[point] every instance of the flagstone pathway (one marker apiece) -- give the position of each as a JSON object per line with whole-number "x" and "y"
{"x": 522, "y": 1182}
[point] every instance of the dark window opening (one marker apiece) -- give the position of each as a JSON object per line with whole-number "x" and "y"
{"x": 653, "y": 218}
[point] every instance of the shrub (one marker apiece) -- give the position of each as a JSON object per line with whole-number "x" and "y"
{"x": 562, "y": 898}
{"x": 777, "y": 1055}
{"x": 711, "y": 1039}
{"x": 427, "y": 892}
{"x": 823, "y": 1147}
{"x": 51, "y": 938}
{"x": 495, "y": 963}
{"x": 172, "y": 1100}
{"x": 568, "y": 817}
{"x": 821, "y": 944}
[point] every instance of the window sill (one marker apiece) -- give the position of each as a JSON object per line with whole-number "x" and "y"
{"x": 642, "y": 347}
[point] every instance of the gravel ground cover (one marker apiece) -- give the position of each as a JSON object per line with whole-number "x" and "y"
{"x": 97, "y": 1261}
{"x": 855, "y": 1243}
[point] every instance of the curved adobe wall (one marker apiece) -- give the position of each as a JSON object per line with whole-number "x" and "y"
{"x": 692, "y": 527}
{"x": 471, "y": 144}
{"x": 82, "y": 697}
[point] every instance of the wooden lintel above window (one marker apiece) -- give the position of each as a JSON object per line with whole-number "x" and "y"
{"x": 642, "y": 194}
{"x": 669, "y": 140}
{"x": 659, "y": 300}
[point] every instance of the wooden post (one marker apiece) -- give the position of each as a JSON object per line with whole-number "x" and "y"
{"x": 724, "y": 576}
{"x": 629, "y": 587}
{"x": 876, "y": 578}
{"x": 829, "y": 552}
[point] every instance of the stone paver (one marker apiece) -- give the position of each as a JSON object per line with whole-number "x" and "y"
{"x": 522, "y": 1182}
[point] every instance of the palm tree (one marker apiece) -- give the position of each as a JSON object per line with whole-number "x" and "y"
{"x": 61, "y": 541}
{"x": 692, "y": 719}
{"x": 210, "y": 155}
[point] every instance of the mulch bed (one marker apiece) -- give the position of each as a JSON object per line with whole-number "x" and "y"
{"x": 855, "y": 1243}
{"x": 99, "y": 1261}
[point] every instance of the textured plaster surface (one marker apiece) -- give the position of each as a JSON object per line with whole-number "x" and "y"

- Exercise brief -
Repeat each of the entries exactly.

- Response to this exercise -
[point] every instance of the flagstone pathway (one marker apiece) -- give the position of each as a JSON object per line with whole-number "x" and "y"
{"x": 522, "y": 1182}
[point] every instance of the dark window opening (one marker apiece) -- give the position of each as a JSON object per line with whole-number "x" and "y"
{"x": 653, "y": 218}
[point] every instance of the shrub (one marker apiece) -- give the position of each as a JSON object per line with whole-number "x" and "y"
{"x": 562, "y": 898}
{"x": 777, "y": 1055}
{"x": 711, "y": 1039}
{"x": 427, "y": 892}
{"x": 823, "y": 1147}
{"x": 51, "y": 938}
{"x": 495, "y": 963}
{"x": 172, "y": 1100}
{"x": 568, "y": 817}
{"x": 821, "y": 944}
[point] every instance of the window sill (one marker apiece) -- give the position of each as a JSON object per line with whole-number "x" and "y"
{"x": 642, "y": 347}
[point] every instance of the gravel ground cover (one marker apiece) -- give the position of each as a JSON object per line with whole-number "x" and "y"
{"x": 97, "y": 1261}
{"x": 855, "y": 1243}
[point] every instance of the curved adobe wall (one marker apiece) -- give the position of each as a JSON object per line with whole-number "x" and "y"
{"x": 692, "y": 527}
{"x": 471, "y": 144}
{"x": 82, "y": 697}
[point] every instance of the wooden lintel above window (one marker apiece) -- give the position of each as a JSON object per line with whole-number "x" and "y"
{"x": 642, "y": 194}
{"x": 669, "y": 140}
{"x": 659, "y": 300}
[point] every instance of the wooden post (one marker apiece) -- give the position of each as a JSON object per line with whole-number "x" and "y"
{"x": 724, "y": 576}
{"x": 629, "y": 587}
{"x": 876, "y": 578}
{"x": 829, "y": 552}
[point] every instance of the stone paver (one marker apiece) -- give the position of each as a JSON object per line with whole-number "x" and "y"
{"x": 522, "y": 1182}
[point] every instance of the palm tree (one marker apiece) -- give the position of each as a JSON object per line with whole-number "x" and "y"
{"x": 61, "y": 541}
{"x": 692, "y": 719}
{"x": 210, "y": 155}
[point] every instance of the mulch bed (one marker apiece) -- give the position of each as a JSON object per line with whole-number "x" and "y"
{"x": 855, "y": 1243}
{"x": 99, "y": 1261}
[point] every instance of the textured plaster surface (one marker apiece) -- give the position of each as a JSON object per line with whole-number "x" and "y"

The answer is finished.